--- BEGIN Article ---

I was in Washington, D.C., last week to attend the screening of a new documentary, “Garwin.” It features Richard “Dick” Garwin, an eminent physicist on UCS’s board of directors who has worked on an incredible array of technology and public policy issues for more than six decades now. Dick and his wife of 67 years, Lois, were in attendance.
As Dick himself noted during a panel discussion after the screening, the film presents an impressionist view of him and his life. There is no narration, and his life’s events are not portrayed in chronological order. But the sense it conveyed of Dick was exactly right—calm, rational, persistent, purposeful. My favorite part was the beginning, which featured footage of him walking in front of the White House and up the stairs of a congressional office building in his suit and with his backpack on. Just doing what he does, with no sign of stopping.
Although the film includes footage of the Manhattan Project and the atomic bombs dropped on Japan, Dick was too young to be involved with that effort. In many respects, however, it set the stage for the rest of his life. After completing his Ph.D. in physics at the age of 21, he was invited by his thesis advisor Enrico Fermi to Los Alamos. Over the next year, Dick designed the first hydrogen bomb test, which was detonated on November 1, 1952, on one of the Marshall Islands in the Pacific Ocean.
Dick spent most of his career at the IBM research center in Yorktown Heights, New York, where he had an arrangement that allowed him to spend a third of his time advising the government. Rather than a focus on academic research, he wanted to follow his wide-ranging interests, and IBM gave him the resources and freedom to do that. In one scene in the film, he is sitting in the office he still maintains there, noting that more important things have taken precedence over filing all his papers.

--- END Article ---

● Things to do
**a.** From the article on the Garwin documentary, extract the stretch from "As Dick himself" through "sign of stopping.", word for word.
**b.** Update the listing's stretch from the line containing "Can you find the squirrel standing" through the line containing "pixel 364 222", replacing "squirrel" with "chipmunk" and leaving everything else unchanged. Give only those lines, and omit the pictures.

--- BEGIN Supplied data ---

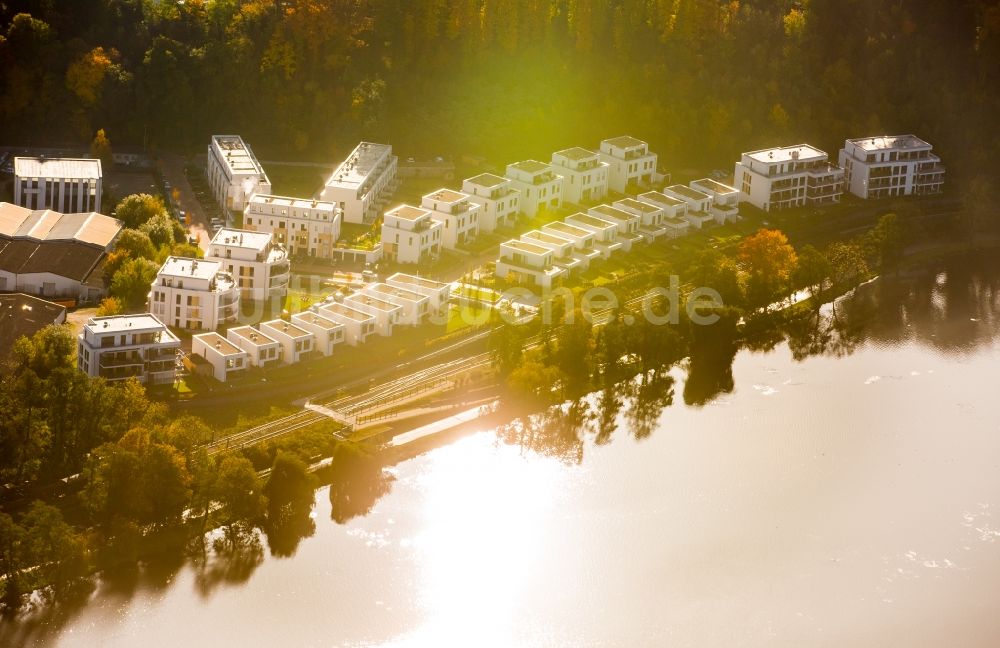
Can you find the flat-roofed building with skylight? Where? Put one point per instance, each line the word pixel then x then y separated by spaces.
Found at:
pixel 66 185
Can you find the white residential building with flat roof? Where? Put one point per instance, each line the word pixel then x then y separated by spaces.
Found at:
pixel 296 343
pixel 626 222
pixel 225 358
pixel 128 346
pixel 605 232
pixel 585 175
pixel 891 165
pixel 540 187
pixel 437 293
pixel 386 314
pixel 524 262
pixel 194 294
pixel 262 349
pixel 650 217
pixel 233 173
pixel 305 227
pixel 674 212
pixel 257 264
pixel 699 205
pixel 499 200
pixel 725 205
pixel 458 215
pixel 414 305
pixel 358 325
pixel 64 185
pixel 326 333
pixel 630 163
pixel 788 176
pixel 360 186
pixel 411 234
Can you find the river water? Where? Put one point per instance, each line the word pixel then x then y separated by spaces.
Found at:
pixel 851 497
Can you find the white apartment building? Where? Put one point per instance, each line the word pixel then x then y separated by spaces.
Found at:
pixel 305 227
pixel 650 217
pixel 128 346
pixel 627 223
pixel 539 186
pixel 583 240
pixel 194 294
pixel 225 358
pixel 411 235
pixel 414 306
pixel 562 249
pixel 524 262
pixel 674 212
pixel 360 186
pixel 257 264
pixel 65 185
pixel 262 350
pixel 585 175
pixel 499 200
pixel 357 325
pixel 233 173
pixel 630 163
pixel 296 343
pixel 725 206
pixel 326 333
pixel 605 233
pixel 790 176
pixel 891 165
pixel 457 213
pixel 385 313
pixel 698 210
pixel 437 293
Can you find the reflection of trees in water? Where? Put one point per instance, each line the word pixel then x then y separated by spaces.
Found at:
pixel 359 481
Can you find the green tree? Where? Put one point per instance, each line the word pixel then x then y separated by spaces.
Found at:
pixel 136 209
pixel 131 283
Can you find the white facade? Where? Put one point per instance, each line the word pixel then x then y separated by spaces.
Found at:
pixel 326 333
pixel 499 200
pixel 357 325
pixel 436 292
pixel 128 346
pixel 674 212
pixel 605 233
pixel 226 358
pixel 194 294
pixel 725 205
pixel 458 215
pixel 891 165
pixel 650 218
pixel 262 350
pixel 699 205
pixel 629 163
pixel 585 175
pixel 304 227
pixel 791 176
pixel 362 183
pixel 296 343
pixel 385 313
pixel 258 265
pixel 414 306
pixel 411 235
pixel 528 263
pixel 233 173
pixel 61 184
pixel 539 186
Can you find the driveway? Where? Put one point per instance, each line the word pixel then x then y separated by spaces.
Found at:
pixel 172 168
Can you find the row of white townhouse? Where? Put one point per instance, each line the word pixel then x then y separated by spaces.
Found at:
pixel 402 300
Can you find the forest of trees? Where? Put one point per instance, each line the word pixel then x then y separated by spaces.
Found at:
pixel 700 79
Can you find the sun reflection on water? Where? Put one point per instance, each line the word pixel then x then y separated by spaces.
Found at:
pixel 485 511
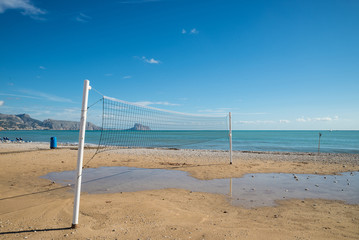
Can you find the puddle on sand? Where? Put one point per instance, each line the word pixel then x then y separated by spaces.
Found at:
pixel 252 190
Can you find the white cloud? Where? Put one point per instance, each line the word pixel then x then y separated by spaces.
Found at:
pixel 194 31
pixel 151 61
pixel 18 96
pixel 83 18
pixel 254 122
pixel 46 96
pixel 28 9
pixel 148 103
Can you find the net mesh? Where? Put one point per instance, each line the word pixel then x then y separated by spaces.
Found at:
pixel 126 124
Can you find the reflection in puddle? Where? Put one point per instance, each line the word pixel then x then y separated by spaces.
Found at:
pixel 252 190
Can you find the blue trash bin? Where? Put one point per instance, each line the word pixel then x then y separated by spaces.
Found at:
pixel 53 143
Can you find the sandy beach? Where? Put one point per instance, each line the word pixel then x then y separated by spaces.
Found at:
pixel 35 208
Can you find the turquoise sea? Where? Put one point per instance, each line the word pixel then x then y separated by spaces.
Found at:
pixel 243 140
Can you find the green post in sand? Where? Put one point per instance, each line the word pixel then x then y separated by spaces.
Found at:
pixel 80 154
pixel 320 134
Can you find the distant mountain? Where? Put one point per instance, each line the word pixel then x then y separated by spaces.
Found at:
pixel 139 127
pixel 25 122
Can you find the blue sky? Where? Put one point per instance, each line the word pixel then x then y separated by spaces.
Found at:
pixel 273 64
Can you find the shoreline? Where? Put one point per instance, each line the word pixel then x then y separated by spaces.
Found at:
pixel 29 202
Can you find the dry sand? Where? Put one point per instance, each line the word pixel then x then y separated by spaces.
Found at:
pixel 35 208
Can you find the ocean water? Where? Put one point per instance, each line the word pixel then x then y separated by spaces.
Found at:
pixel 243 140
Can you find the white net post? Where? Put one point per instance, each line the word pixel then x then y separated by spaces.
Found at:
pixel 230 137
pixel 80 154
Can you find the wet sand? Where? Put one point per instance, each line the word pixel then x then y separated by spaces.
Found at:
pixel 36 208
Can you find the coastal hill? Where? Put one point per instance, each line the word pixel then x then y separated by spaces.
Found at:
pixel 25 122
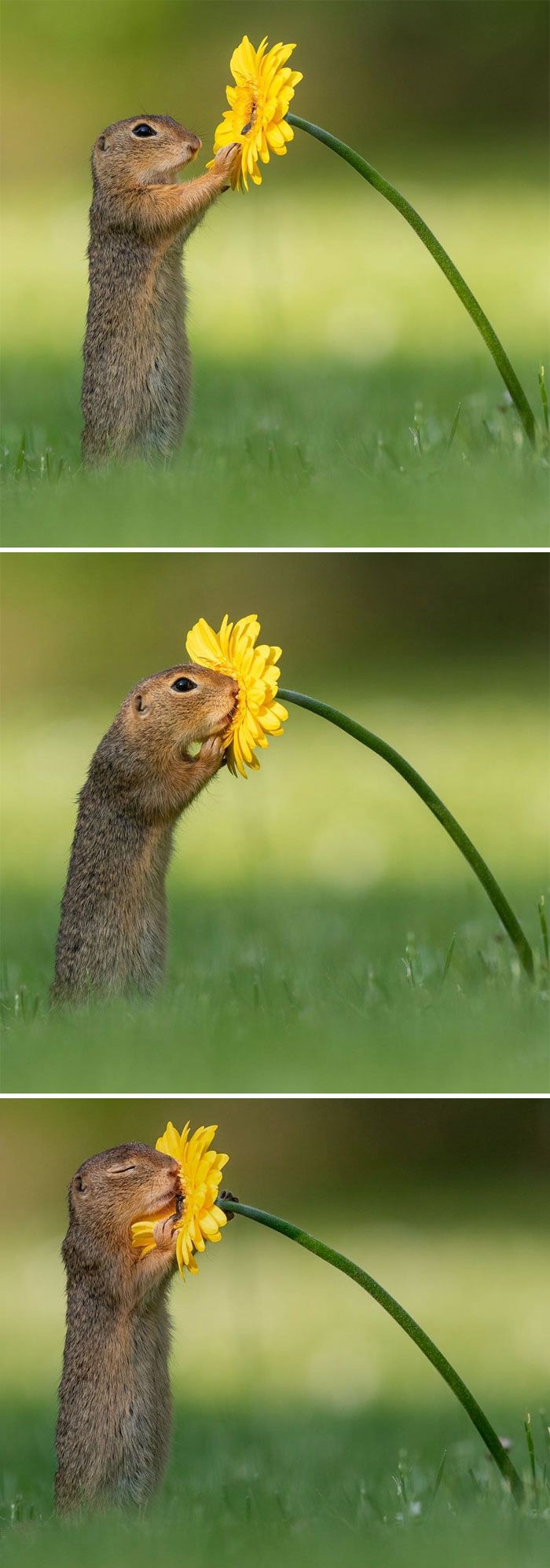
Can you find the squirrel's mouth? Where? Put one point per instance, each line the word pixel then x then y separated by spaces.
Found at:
pixel 170 1203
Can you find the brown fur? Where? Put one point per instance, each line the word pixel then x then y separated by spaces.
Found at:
pixel 113 914
pixel 137 379
pixel 115 1401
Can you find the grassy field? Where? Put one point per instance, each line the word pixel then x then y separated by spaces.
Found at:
pixel 307 943
pixel 306 1424
pixel 340 397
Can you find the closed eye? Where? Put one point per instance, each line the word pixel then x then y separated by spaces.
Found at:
pixel 182 684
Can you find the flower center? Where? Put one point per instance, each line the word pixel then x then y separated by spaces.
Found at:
pixel 251 121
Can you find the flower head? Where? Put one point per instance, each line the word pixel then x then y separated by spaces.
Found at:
pixel 258 107
pixel 201 1220
pixel 234 653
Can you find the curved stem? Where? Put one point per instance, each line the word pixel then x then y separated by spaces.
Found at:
pixel 444 261
pixel 436 806
pixel 406 1322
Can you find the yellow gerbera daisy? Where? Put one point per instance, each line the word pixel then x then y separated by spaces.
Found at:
pixel 258 107
pixel 234 653
pixel 201 1220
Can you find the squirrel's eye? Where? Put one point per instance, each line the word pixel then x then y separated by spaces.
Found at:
pixel 182 684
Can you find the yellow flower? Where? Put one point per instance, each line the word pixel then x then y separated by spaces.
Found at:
pixel 201 1176
pixel 258 714
pixel 258 107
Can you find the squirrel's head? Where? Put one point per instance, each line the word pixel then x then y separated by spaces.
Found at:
pixel 178 708
pixel 112 1190
pixel 146 149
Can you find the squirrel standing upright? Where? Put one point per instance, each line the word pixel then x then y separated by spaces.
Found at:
pixel 113 914
pixel 135 392
pixel 115 1401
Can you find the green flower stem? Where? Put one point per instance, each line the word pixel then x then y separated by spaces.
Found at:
pixel 406 1322
pixel 431 800
pixel 444 261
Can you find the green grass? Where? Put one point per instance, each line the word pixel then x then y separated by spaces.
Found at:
pixel 307 1427
pixel 290 991
pixel 267 1487
pixel 301 456
pixel 332 405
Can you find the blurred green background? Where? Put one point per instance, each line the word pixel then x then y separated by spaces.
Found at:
pixel 306 1423
pixel 310 908
pixel 331 355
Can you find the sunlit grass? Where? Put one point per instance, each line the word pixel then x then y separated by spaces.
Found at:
pixel 331 406
pixel 304 1427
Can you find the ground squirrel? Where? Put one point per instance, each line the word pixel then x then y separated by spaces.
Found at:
pixel 113 914
pixel 115 1401
pixel 135 391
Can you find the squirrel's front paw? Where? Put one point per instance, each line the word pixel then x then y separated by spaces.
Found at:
pixel 225 162
pixel 165 1234
pixel 214 753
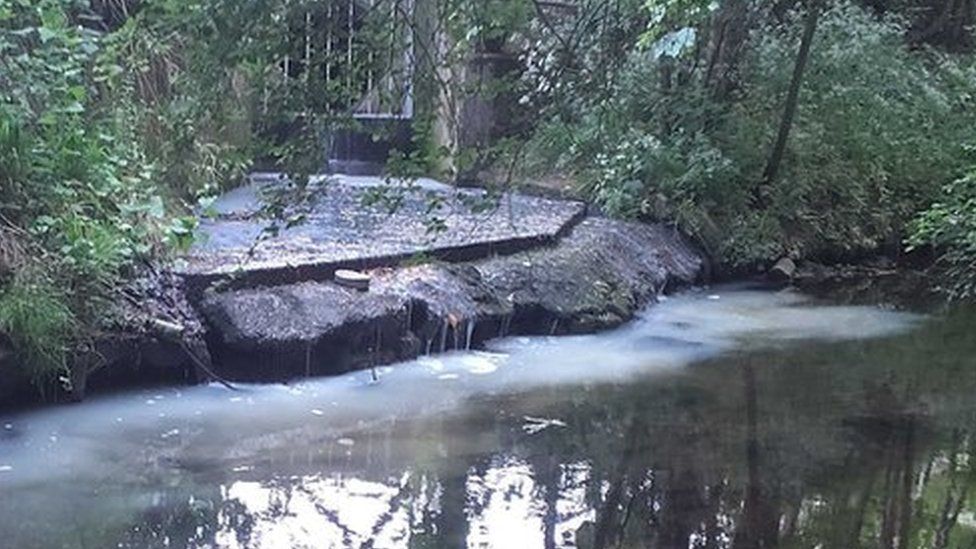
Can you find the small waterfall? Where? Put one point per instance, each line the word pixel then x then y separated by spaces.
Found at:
pixel 505 325
pixel 444 328
pixel 469 335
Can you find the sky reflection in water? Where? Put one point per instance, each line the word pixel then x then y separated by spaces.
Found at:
pixel 721 419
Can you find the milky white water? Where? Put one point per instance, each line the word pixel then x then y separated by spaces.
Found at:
pixel 204 466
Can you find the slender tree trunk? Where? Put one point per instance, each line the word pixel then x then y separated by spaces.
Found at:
pixel 792 98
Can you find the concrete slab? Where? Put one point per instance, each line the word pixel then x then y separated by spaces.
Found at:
pixel 364 222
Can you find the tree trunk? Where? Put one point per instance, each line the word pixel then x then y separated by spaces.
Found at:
pixel 729 32
pixel 792 98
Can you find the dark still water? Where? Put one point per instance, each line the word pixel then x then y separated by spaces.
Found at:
pixel 735 420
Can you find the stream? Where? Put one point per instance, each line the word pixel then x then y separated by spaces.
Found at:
pixel 720 418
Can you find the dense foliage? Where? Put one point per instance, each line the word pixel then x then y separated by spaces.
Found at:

--- END Supplied data ---

● Answers
**a.**
As Dick himself noted during a panel discussion after the screening, the film presents an impressionist view of him and his life. There is no narration, and his life’s events are not portrayed in chronological order. But the sense it conveyed of Dick was exactly right—calm, rational, persistent, purposeful. My favorite part was the beginning, which featured footage of him walking in front of the White House and up the stairs of a congressional office building in his suit and with his backpack on. Just doing what he does, with no sign of stopping.

**b.**
Can you find the chipmunk standing upright? Where? Put one point per instance, each line the word pixel then x then y separated by spaces.
Found at:
pixel 113 914
pixel 135 392
pixel 115 1401
Can you find the green flower stem? Where? Put one point per instance, each line the word pixel then x then y separated by spaces.
Found at:
pixel 406 1322
pixel 431 800
pixel 444 261
Can you find the green grass? Where? Put one point per instance, each line the word pixel then x then y separated by spaces.
Found at:
pixel 307 1427
pixel 290 991
pixel 267 1487
pixel 301 456
pixel 332 405
Can you find the blurred green background? Where? Put one point per instance, each line the word pixel then x then y separated by spaces.
Found at:
pixel 306 1423
pixel 310 908
pixel 331 355
Can you find the sunlit grass? Where? Put one point per instance, each line the word pixel then x then y separated by spaces.
Found at:
pixel 331 406
pixel 304 1427
Can you find the ground chipmunk? Where? Put one point per instance, each line the word pixel then x then y separated by spaces.
Found at:
pixel 113 914
pixel 115 1401
pixel 135 391
Can you find the chipmunk's front paw? Where? Put one point per instance, each line the word pixel then x then y separated by spaces.
Found at:
pixel 225 162
pixel 165 1234
pixel 214 753
Can you find the small waterfall? Where? Put one point per instance, each line the word pixel then x then y separated by spaces.
Found at:
pixel 505 325
pixel 444 328
pixel 469 335
Can you find the sky reflection in water? Where? Put one point per instance, each line the word pixel then x then y separated by spaces.
Found at:
pixel 721 419
Can you find the milky white water? Where? Put one point per instance, each line the word pixel then x then y separated by spaces.
Found at:
pixel 204 466
Can you find the slender tree trunk? Where? Put one point per instance, each line the word pixel then x then y separated by spaces.
Found at:
pixel 792 98
Can you find the concrete slab? Where? Put one point per instance, each line the word pixel then x then y separated by spaces.
Found at:
pixel 364 222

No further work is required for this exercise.